*Excerpt provided*
A reflection for Sunday, 26th July 2020
“Have you understood all this?”
They answered, “Yes.” Saint Matthew Chapter 13 Verse 51
Being outside of the church has meant being free to answer questions in a different way.
Jesus’ question, “Have you understood all this?” would be given the same answer by most clergy as it received from the disciples, “Yes,” they would say.
An honest answer would be, “No.”
Jesus teaches his listeners about the Kingdom of Heaven using a series of parables, a series of straightforward pictures from everyday life. He is telling them that this is what the Kingdom of Heaven is like. His language is plain, his images are simple.
If the teaching of Jesus had been understood, then why was the simplicity lost? Why was the straightforward and plain language he used not adequate for the church in the centuries that followed? How did the pictures of ordinary, everyday things that Jesus considered sufficient to make his point get pushed aside to be replaced by the abstract words from Greek philosophical language? How did teaching based on telling people about mustard seeds, and pearls and fish become superseded by the teaching of the sort of concepts on which the Nicene Creed is based?
“Have you understood?” asks Jesus.

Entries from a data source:

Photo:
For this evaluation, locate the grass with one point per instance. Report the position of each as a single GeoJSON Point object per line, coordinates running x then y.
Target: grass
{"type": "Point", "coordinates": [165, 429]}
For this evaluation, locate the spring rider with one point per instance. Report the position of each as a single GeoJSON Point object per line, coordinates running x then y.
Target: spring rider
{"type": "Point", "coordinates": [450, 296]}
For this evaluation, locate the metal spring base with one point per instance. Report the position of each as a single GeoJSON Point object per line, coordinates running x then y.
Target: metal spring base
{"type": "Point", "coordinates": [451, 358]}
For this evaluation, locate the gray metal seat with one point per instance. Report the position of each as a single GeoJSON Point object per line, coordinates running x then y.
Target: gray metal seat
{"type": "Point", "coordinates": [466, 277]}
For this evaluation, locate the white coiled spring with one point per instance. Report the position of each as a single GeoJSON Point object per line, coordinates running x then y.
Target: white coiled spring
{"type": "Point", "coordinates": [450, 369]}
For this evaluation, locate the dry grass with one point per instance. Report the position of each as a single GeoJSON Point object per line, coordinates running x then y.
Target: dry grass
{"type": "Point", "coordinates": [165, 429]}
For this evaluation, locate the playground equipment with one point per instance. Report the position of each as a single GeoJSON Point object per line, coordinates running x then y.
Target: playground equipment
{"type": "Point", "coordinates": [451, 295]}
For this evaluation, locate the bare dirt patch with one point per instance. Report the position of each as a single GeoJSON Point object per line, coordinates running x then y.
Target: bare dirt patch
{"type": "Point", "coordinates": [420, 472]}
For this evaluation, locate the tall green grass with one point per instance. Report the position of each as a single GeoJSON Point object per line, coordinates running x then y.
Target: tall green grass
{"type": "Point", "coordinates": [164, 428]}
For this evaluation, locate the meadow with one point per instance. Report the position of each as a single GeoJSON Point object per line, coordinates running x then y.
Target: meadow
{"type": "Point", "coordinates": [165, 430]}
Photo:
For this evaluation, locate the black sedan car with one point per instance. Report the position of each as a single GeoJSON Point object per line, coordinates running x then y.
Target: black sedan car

*Task list*
A – In the Sunday reflection, what does Jesus use to teach his listeners about the Kingdom of Heaven?
B – Resume the Sunday reflection on Matthew 13 from its last line and carry it forward.

*Results of the exercise*
A – A series of parables, straightforward pictures from everyday life.

B –
When the church has conceded that people have not understood as fully as they might, its response has been that people need to be better theologically educated. Yet Jesus never says to the crowds that they should come along for a course every Wednesday evening for ten weeks so that they could understand what he is teaching them. Jesus teaches in a way that is immediately accessible to those who listen. There is no vocabulary so complicated that people who are left wondering what it is that he is talking about.
The Covid-19 crisis might have been used by the church to review itself and to reset its strategy and its message. In four months of closure, it might have focused upon looking at the way in which Jesus did things and asked how it could follow his example. Reading the church news, the church has done no such thing. It has reopened with cries about the crisis and with a focus upon how it can persist with a way of existence that is no longer sustainable.
The complete detachment of the Church of England from the reality of the world in which it lives is manifest in the Diocese of Birmingham advertising for no less than three full-time area deans. At a time of financial crisis and a dismal decline in attendances, instead of a return to simplicity, there is a greater commitment to adding to the number of leaders whose role is far removed from anything that would be recognized by those who people the pages of the New Testament.
Read the parables of the Kingdom of Heaven and ask yourself, “if this is how Jesus teaches, then why must the church be so complicated?”
“Have you understood?” asks Jesus.
To ignore the question in the way that the church is doing is to suggest the church knows better than Jesus.
Very interesting read Ian, perhaps you could nail this to Lambeth Palace gates.
I think the average Year 7 student would ask the Archbishop of Canterbury how following Jesus meant living in a palace in London!